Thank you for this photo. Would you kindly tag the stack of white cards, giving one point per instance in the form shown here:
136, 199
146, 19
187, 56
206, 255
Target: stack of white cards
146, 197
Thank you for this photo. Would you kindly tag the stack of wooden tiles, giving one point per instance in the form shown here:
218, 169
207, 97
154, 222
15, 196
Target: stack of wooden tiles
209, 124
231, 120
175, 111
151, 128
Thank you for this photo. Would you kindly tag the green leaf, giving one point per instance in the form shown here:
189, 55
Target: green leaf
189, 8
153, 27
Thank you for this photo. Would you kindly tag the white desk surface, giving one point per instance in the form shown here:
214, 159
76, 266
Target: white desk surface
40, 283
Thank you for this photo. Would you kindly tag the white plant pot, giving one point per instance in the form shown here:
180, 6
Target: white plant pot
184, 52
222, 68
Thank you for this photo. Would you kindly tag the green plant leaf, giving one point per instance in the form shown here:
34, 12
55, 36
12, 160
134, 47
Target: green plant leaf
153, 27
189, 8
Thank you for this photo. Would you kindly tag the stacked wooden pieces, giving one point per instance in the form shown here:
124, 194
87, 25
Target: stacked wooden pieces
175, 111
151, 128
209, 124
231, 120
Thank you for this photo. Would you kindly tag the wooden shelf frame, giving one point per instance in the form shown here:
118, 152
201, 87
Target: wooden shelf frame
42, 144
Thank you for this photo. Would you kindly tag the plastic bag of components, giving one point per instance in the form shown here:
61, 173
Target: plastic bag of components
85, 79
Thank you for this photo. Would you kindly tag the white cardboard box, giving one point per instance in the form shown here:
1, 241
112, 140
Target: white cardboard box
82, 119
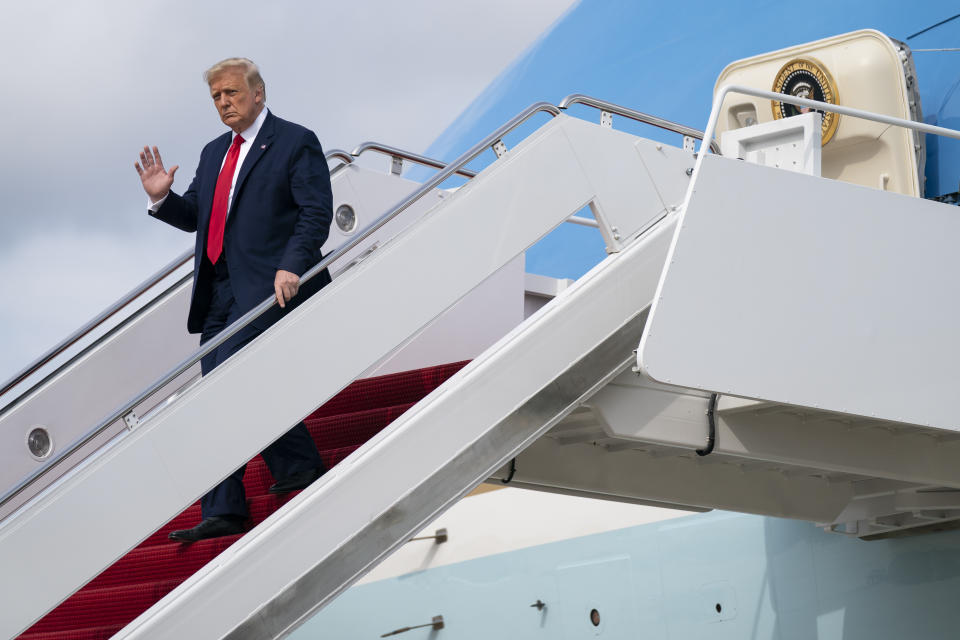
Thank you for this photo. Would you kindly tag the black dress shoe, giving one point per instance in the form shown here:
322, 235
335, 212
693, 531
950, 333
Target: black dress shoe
296, 481
212, 527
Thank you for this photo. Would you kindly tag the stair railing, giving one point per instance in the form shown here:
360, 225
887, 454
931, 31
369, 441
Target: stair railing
125, 411
111, 311
492, 141
96, 322
611, 108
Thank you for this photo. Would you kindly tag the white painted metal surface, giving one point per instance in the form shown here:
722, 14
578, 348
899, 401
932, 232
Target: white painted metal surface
151, 473
867, 72
806, 291
792, 144
88, 389
457, 436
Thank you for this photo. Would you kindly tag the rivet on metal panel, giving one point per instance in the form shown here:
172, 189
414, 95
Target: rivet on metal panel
131, 420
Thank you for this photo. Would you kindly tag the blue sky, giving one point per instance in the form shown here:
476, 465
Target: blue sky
664, 60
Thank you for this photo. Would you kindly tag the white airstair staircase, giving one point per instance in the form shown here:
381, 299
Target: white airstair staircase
555, 404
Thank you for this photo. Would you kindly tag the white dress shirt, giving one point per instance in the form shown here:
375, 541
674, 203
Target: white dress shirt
249, 135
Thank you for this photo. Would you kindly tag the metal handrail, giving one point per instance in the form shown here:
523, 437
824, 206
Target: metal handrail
105, 315
109, 312
267, 304
407, 155
338, 154
107, 335
639, 116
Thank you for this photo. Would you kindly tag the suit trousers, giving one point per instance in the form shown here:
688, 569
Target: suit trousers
292, 452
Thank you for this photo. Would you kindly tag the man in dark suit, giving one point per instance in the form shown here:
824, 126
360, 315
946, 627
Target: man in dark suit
261, 205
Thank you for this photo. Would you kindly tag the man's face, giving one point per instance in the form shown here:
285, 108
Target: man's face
237, 104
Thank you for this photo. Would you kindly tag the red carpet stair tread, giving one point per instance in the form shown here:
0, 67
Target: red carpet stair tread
154, 568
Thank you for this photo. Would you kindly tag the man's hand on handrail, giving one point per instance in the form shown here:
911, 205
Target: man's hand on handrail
285, 285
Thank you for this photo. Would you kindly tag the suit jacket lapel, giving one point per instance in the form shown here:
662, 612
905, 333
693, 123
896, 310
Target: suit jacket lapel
259, 146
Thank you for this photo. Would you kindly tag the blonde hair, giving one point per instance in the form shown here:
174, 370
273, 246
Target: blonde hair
250, 70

## [What is asked]
Put the part of the data that opens with the line containing "Thank you for this photo. Would you kindly tag the blonde" and runs through the end of the data into a Markdown table. Use the columns Row and Line, number each row, and leave out blank lines.

## [The output]
| Row | Line |
|---|---|
| 1 | Thank you for this photo. Would you kindly tag the blonde hair, giving one point per instance in the form shown here: |
| 2 | 174, 370 |
| 3 | 273, 246 |
| 4 | Target: blonde hair |
| 5 | 250, 70 |